Instructions for the task: Every line holding the word "instance" should be copied from the material.

Material for this exercise:
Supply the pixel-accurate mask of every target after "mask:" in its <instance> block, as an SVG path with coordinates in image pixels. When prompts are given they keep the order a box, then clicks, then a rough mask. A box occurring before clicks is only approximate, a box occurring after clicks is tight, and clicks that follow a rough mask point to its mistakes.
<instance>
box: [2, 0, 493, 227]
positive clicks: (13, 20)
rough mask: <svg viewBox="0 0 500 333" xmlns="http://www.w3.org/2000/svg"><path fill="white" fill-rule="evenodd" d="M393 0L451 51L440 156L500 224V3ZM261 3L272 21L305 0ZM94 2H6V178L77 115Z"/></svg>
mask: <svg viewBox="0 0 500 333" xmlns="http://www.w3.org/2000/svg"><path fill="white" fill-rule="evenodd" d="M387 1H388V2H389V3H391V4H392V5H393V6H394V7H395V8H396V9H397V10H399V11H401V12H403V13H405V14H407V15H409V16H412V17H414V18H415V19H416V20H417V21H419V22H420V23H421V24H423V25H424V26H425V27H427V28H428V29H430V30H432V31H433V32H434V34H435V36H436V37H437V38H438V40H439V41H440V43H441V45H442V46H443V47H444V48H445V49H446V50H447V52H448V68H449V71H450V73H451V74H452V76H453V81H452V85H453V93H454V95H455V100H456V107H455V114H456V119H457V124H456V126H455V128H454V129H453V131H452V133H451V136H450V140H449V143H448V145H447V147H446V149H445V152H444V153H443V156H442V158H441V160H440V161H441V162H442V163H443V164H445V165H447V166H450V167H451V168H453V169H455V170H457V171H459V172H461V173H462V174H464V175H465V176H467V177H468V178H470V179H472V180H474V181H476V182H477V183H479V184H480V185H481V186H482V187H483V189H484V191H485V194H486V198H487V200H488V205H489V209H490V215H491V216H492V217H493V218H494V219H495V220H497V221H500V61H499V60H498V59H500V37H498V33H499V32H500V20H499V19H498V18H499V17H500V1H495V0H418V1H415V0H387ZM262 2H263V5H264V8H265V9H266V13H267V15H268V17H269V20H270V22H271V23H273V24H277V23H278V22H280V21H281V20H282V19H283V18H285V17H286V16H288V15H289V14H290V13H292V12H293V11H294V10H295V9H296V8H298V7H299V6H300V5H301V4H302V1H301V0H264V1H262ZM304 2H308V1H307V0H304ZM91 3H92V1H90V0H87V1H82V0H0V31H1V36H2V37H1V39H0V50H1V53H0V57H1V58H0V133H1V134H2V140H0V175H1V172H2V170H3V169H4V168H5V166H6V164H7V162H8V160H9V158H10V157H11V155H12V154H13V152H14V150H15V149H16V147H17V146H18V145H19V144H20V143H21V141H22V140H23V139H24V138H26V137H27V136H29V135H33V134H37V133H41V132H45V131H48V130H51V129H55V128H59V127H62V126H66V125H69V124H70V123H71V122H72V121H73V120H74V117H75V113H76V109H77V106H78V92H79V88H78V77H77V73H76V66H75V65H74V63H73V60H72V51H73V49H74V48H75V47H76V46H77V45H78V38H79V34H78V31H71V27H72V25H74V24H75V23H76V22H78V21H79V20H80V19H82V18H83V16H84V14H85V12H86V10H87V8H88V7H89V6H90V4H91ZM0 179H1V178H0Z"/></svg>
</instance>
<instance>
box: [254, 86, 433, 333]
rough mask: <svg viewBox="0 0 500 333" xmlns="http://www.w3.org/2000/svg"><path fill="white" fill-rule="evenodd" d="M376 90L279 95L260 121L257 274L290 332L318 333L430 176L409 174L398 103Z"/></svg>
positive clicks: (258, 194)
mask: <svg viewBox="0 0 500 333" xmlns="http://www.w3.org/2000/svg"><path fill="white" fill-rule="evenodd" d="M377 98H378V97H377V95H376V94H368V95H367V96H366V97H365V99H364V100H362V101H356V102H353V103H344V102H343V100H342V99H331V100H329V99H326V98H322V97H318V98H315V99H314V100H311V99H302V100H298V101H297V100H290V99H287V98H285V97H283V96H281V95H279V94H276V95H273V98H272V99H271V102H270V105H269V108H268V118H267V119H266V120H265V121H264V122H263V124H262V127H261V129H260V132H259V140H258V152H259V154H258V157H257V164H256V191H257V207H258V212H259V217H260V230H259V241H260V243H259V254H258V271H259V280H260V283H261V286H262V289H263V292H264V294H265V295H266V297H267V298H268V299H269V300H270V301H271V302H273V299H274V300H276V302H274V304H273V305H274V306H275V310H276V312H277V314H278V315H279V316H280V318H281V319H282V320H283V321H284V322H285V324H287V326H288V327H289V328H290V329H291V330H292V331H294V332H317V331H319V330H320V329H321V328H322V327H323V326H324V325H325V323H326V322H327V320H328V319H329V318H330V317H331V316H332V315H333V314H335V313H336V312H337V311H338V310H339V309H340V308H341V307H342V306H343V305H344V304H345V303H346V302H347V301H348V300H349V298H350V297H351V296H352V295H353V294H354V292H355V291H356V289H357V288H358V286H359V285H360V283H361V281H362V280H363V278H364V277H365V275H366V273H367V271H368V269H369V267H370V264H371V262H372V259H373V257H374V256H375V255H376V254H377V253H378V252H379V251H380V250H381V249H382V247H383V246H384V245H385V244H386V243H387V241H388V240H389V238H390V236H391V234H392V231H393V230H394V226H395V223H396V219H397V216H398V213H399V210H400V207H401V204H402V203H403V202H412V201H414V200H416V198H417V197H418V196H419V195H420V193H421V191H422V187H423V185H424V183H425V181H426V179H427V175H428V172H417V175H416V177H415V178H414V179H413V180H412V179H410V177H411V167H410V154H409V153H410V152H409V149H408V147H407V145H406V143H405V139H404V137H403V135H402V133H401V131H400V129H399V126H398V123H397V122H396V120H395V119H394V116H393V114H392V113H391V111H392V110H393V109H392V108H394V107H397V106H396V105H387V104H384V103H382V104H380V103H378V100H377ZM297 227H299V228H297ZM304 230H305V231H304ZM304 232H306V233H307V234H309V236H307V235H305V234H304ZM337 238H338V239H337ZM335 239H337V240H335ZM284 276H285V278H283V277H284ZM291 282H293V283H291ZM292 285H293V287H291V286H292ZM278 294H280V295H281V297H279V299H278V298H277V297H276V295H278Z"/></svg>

Answer to this task:
Supply the pixel-accurate mask of every target after "mask:" in its <instance> block, as an SVG path with coordinates in image pixels. When prompts are given they keep the order a box, then clicks, then a rough mask. A box occurring before clicks is only approximate, a box occurring after clicks is tight, and clicks that follow a rough mask point to its mistakes.
<instance>
</instance>
<instance>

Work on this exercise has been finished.